## Extract provided
What inspired you to write The Island? (novel)
Initially, the fact that I wanted to participate in a dystopian writing contest in my home country inspired me to come up with something original that would fit into a 20,000-word novella without feeling too rushed. This meant I had to cut back on the character development but created a 'hook' - the WTF moment in this book has to do with the famous story of Star Wars. Want to know how that could possibly have a place in a dystopian story? Read the book!
Where does the idea of the Island (the place) came from?
For my plot idea, I needed a secluded place where my dystopian society could develop, and an island was the best choice.
What's life like in The Island? (is it possible to describe this without spoiling any part of the story?)
Life on the Island for the Eastern Islanders is as follows: at age ten, children are supposed to move out and live in the mansion (a place where everybody between 10 and 18 lives) and leave their parents behind. Once they decide to marry, they come back to their native village (called Newexter) and start their own families. They don't stay in touch with their parents at all; dependence on parents is seen as a sign of weakness.
On the western part of the Island is a different society of people and the Eastern Islanders call them 'the Fools'. They never encounter these people, because there is a wall separating one part of the island from the other. Everybody knows that Fools don't believe in their own power; they don't feel the Force within, but they rely on a savior coming to them from the World across the Waters. The people from Newexter thinks the other people on the western part of the island are deluded and, you guessed it, foolish for thinking so.
Why write dystopian?
Because of the writing contest :) but ever since reading Hunger Games and re-reading Fahrenheit 451, I was playing with the idea of writing a dystopian story. I just think the genre is so interesting because you can link up theories about what the future will be like with current world issues and make people think: what if..?
World building is important especially for dystopian novels. What do you think makes people love this particular genre? How hard is it to build a dystopian world?
If you want to build a dystopian world, you have to create a believable reason as to why the world came to be like that. However, I think it is even more important to make sure you understand your characters and give them a suitable life philosophy. The way people in your story act builds the most convincing world of all.
Can you tell us what it's like to be an indie author? A lot of readers have certain misconceptions about indie/self published books, some are reluctant to try them, what's it like? How hard/easy is it?
Well, in my home country, I am a trade-published author. That has its advantages (such as people taking care of promotion for you) but also some drawbacks (traditional publishing is slllooooww...) . I enjoy being an indie author abroad. I translate all my Dutch books into English for publication on Amazon. I can do whatever I like, so no one will ever tell me that I can't publish a particular book because it doesn't match up with the genre I write in - I have total freedom. So that is the easy part. The hard part is that you have to do all the promotion yourself, and it takes a huge amount of time. You want to make sure people discover your work, so you have to work on visibility, and that is tough.
I can totally see why some readers/bloggers are reluctant to try indie authors. While some dedicated indie authors really take the time to double- and triple-check their work and hire an editor as well, some others don't bother and just publish books with bad grammar, spelling mistakes and incoherent storylines - books that would never make it past the gatekeepers of big publishing houses. While some people might not mind reading books with spelling mistakes, I am always irked by it (maybe because I am a teacher of English myself so I have developed hawk eyes for mistakes! I have to stop myself from getting out the red pen sometimes ;)

## Brief 1
Which lines of the records below contain the word "wrist"? Pull out each of those lines and copy it, matching case exactly.
## Brief 2
Carry on the interview about the dystopian novella The Island from the point where it stops.

## Given data
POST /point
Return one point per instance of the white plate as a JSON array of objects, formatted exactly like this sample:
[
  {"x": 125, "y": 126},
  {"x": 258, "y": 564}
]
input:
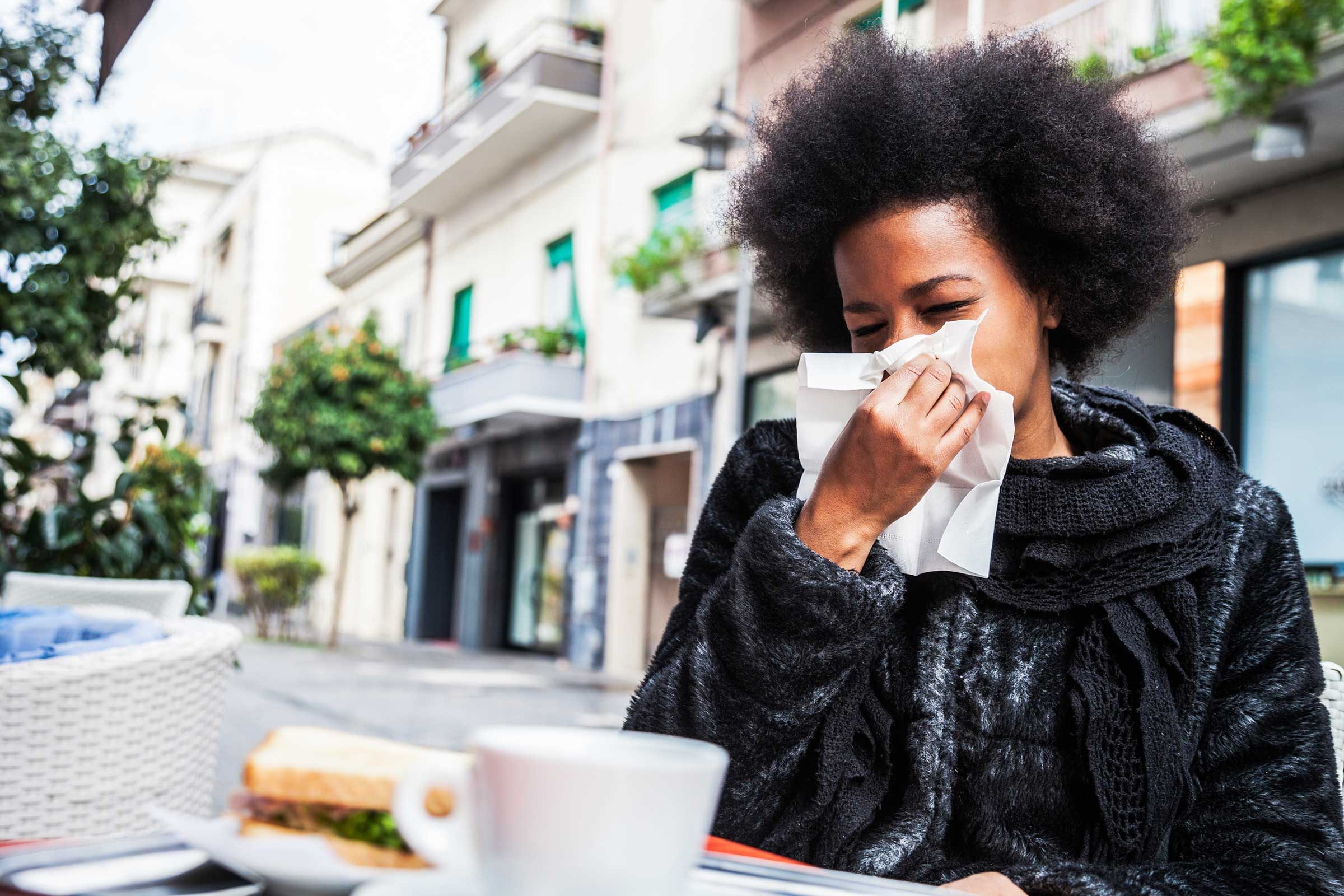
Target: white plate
[{"x": 291, "y": 866}]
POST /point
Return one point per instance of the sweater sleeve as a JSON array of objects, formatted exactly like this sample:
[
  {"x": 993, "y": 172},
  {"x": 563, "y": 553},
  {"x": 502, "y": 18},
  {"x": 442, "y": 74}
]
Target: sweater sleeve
[
  {"x": 1268, "y": 819},
  {"x": 769, "y": 654}
]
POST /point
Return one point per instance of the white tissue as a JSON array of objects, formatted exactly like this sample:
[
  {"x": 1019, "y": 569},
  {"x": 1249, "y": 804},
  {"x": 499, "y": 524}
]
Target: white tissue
[{"x": 953, "y": 526}]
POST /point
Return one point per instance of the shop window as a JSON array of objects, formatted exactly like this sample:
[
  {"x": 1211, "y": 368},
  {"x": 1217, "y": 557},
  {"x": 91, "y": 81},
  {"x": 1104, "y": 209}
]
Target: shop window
[
  {"x": 1294, "y": 394},
  {"x": 772, "y": 395}
]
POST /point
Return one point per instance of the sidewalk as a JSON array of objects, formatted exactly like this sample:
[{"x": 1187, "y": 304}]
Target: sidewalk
[{"x": 425, "y": 693}]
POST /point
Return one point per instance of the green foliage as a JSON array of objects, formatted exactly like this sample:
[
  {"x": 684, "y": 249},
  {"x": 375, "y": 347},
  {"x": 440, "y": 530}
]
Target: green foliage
[
  {"x": 274, "y": 582},
  {"x": 71, "y": 220},
  {"x": 367, "y": 827},
  {"x": 1093, "y": 68},
  {"x": 1160, "y": 46},
  {"x": 344, "y": 408},
  {"x": 660, "y": 254},
  {"x": 150, "y": 527},
  {"x": 72, "y": 225},
  {"x": 541, "y": 339},
  {"x": 1262, "y": 49}
]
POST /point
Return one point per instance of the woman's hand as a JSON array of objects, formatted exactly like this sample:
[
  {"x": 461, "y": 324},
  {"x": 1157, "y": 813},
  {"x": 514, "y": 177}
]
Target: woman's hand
[
  {"x": 897, "y": 445},
  {"x": 987, "y": 883}
]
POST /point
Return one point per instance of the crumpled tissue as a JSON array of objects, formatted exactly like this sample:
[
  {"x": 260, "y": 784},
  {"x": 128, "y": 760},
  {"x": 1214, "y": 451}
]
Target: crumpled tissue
[{"x": 953, "y": 526}]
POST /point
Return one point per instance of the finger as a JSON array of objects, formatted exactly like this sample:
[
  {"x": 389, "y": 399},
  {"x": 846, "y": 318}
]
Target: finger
[
  {"x": 960, "y": 432},
  {"x": 948, "y": 408},
  {"x": 895, "y": 388},
  {"x": 928, "y": 389}
]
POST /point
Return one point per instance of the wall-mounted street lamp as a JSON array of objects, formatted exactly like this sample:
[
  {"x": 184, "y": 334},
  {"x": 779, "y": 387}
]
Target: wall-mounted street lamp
[{"x": 717, "y": 140}]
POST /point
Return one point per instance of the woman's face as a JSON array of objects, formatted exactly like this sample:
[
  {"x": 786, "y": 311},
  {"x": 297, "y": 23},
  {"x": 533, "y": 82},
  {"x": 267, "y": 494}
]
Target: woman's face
[{"x": 909, "y": 272}]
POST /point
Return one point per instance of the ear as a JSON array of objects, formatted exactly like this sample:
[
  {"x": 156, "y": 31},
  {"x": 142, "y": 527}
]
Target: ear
[{"x": 1050, "y": 315}]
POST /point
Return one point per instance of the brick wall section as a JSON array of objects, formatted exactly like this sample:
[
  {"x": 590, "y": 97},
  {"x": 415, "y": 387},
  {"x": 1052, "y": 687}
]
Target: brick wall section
[{"x": 1198, "y": 368}]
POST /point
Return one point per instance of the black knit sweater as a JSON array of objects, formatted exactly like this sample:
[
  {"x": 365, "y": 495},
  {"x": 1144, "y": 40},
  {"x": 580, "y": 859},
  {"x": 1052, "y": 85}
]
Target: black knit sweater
[{"x": 932, "y": 727}]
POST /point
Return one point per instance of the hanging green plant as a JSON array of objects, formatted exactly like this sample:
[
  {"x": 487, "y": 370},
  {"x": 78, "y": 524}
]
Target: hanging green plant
[
  {"x": 1092, "y": 68},
  {"x": 660, "y": 254},
  {"x": 1262, "y": 49}
]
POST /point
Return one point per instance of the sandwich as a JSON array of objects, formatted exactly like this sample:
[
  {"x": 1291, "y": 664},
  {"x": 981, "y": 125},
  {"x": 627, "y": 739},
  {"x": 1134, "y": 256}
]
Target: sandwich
[{"x": 315, "y": 781}]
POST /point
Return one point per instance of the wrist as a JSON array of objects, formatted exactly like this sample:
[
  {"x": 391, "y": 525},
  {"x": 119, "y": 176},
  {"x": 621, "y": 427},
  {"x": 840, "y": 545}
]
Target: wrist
[{"x": 841, "y": 539}]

## Exercise result 1
Return one point per instance of the wrist as a JSON array of objects, formatted exactly like this sample:
Target: wrist

## Exercise result 2
What's the best part of being an author?
The best part for me is the process of writing. Just sitting down with some cool music on (right now I listen to Sting's 'The Soul Cages' a lot while writing the sequel to The Island) and creating a world from scratch and not worrying one bit about whether people are gonna love the stuff I write. I love writing it, and that's the most important thing at that moment.
The worst part is getting really bad reviews from people who somehow didn't 'get' the story. This has been kind of an issue for The Island, actually, because some Goodreads reviewers accused it of being Star Wars fanfic, which is absolutely, certainly, definitely isn't. I would hang my head in shame if I had to steal characters from other stories to populate mine! There is a clear definition of what fanfic is, and if people claim I wrote that and published it under my name to make money from, it tarnishes my reputation as a writer. But at the end of the day, I can't do anything about it - every reviewer is entitled to her/his own opinion, even if it is based on a false assumption or misunderstanding.
Is there anything you want to say to the readers?
Yes! I love reading as much as I love writing, and so I know that a lot of people are hungry for good books with original ideas that are well-executed and told with a great attention to detail. I vow that I will always try to bring something to the reading world that is new and different, so it adds something fresh and vaulable to what is already out there.
The Island (The Island #1) by Jen Minkman
Published June 1st 2013
‘I walk toward the sea. The endless surface of the water extends to the horizon, whichever way I look.
Our world is small. We are on our own, and we only have ourselves to depend on. We rely on the Force deep within us, as taught to us by our forefathers.
If I were to walk westward from here, I would come across a barrier – the Wall. Behind it, there are Fools. At least, that’s what everyone says.
I have never seen one.’
Leia lives on the Island, a world in which children leave their parents to take care of themselves when they are ten years old. Across this Island runs a wall that no one has ever crossed. The Fools living behind it are not amenable to reason – they believe in illusions. That’s what The Book says, the only thing left to the Eastern Islanders by their ancestors.
But when a strange man washes ashore and Leia meets a Fool face to face, her life will never be the same. Is what she and her friends believe about the Island really true?
Or is everyone in their world, in fact, a Fool?
(Please note: this novella contains a few references to the famous sci-fi movie Star Wars which are pivotal to the plot. None of the characters in The Island are in any way related to the characters in the movie. Leia is named after one of the ancient heroes of her culture/religion.)
Buy the book: Amazon | Barnes & Noble
Jen Minkman was born in Holland, in the town of Alphen aan den Rijn. When she was 19, she moved between The Hague, Salzburg (Austria), Brussels (Belgium) and Cambridge (UK) to complete her studies in intercultural communication. She is currently a teacher of English, career counsellor and teenage coach at a secondary school in Voorburg, Holland. She tries to read at least 100 books a year (and write a few, too!). She is a published author in her own country, and translates her own books from Dutch into English for self-publication.
In her spare time, she plays the piano, the guitar and the violin. For every novel she writes, she creates a soundtrack.
Follow her: Facebook | Twitter
WIN A PAPERBACK COPY OF THE ISLAND BY JEN MINKMAN!
Must be at least 13 years old to enter
Looking for more giveaways, nterviews and other awesome dystopian feature? Check the list below!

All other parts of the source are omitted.